§ Rows
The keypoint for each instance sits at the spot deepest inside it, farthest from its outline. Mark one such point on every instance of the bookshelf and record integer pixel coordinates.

---

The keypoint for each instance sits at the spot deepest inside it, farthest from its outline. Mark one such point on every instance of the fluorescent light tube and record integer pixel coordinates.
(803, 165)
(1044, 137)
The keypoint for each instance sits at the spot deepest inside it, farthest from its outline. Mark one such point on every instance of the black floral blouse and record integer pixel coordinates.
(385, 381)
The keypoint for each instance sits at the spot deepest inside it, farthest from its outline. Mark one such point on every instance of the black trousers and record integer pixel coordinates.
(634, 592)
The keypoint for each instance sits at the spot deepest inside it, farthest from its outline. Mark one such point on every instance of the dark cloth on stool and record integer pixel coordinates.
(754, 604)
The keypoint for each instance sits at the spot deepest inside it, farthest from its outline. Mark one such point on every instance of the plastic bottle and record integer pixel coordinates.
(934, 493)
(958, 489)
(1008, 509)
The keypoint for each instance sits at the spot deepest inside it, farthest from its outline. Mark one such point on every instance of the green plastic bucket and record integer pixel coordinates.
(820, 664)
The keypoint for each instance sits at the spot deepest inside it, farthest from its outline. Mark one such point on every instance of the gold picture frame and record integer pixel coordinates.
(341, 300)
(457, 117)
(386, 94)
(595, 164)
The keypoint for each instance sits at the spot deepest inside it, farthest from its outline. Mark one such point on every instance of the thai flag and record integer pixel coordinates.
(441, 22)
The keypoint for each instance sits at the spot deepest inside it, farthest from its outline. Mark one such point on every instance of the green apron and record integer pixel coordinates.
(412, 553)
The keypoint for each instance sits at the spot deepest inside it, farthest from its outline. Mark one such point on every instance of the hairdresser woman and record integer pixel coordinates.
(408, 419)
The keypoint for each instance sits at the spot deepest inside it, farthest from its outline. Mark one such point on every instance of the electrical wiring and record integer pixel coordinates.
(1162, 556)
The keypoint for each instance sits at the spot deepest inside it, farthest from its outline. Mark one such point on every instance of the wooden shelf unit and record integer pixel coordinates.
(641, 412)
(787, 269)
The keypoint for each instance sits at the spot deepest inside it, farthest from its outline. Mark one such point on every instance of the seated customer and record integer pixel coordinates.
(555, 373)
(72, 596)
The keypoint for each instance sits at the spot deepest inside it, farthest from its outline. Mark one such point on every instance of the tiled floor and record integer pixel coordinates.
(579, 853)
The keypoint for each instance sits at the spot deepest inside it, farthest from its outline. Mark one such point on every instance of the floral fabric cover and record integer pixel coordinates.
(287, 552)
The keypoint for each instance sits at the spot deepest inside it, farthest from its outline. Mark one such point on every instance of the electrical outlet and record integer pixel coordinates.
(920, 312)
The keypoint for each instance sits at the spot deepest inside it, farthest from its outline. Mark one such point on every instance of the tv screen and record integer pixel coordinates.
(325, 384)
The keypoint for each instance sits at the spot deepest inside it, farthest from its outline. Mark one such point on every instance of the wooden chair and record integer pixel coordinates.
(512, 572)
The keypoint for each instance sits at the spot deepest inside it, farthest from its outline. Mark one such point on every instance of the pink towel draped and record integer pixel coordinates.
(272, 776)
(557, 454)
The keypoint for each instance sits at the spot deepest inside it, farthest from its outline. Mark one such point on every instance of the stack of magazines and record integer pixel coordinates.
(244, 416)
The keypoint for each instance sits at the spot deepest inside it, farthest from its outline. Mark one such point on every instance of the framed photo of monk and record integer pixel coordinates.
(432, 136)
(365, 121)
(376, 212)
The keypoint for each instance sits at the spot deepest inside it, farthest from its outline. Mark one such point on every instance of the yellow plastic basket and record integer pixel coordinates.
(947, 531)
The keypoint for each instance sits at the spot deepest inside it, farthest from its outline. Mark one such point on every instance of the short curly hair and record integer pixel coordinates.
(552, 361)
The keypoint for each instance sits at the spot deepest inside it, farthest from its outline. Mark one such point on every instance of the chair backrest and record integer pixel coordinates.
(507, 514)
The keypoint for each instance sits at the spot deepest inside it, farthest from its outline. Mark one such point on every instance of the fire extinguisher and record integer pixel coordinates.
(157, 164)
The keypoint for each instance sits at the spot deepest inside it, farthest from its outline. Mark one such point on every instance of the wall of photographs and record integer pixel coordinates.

* * *

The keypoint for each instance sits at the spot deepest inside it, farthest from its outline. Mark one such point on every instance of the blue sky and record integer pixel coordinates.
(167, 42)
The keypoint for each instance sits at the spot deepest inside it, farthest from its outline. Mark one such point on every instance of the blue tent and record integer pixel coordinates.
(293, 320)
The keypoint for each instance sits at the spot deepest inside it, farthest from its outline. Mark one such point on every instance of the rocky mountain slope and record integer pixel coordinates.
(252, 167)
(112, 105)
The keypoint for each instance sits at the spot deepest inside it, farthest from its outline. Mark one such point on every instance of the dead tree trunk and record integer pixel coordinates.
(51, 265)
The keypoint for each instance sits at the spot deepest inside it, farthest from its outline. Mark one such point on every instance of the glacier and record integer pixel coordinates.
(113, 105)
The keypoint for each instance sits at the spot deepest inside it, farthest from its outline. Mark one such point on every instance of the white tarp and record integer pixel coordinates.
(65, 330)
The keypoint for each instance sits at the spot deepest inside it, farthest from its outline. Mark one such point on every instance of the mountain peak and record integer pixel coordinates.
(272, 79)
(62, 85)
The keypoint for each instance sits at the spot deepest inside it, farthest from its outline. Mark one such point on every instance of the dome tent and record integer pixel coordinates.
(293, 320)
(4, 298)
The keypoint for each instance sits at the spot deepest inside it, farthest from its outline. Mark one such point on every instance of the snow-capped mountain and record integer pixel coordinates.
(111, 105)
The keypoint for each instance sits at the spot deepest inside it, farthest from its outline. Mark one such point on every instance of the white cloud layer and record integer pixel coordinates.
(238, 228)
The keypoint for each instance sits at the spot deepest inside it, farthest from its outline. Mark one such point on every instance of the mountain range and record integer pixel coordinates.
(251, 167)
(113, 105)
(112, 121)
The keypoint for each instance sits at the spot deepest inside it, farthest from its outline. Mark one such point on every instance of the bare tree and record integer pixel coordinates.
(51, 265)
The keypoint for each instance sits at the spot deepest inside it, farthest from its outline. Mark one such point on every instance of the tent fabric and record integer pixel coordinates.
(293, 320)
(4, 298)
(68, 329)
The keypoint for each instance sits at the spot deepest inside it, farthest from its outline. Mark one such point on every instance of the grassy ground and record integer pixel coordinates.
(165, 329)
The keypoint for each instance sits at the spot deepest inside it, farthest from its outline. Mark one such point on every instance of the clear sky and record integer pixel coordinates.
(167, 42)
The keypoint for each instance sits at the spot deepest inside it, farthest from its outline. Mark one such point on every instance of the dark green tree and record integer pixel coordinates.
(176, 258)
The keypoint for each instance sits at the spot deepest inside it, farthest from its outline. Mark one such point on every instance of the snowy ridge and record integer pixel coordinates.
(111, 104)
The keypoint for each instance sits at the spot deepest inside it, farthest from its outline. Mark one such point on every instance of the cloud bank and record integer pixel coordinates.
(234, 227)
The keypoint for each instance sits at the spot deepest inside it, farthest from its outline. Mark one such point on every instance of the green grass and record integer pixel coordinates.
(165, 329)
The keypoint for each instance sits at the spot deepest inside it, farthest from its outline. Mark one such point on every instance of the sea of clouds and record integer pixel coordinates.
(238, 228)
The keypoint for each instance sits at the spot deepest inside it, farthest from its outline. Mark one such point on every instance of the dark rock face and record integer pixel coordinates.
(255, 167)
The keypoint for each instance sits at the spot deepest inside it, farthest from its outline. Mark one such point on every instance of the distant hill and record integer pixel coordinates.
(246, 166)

§ Task to carry out
Pick out every line in the records above that contains the word "woman", and copy each one.

§ Solution to the problem
The keypoint for each instance sits at the spot deepest inside it, farthest from its outline. Mark one such point on every instance of the hairdresser woman and record integer pixel coordinates.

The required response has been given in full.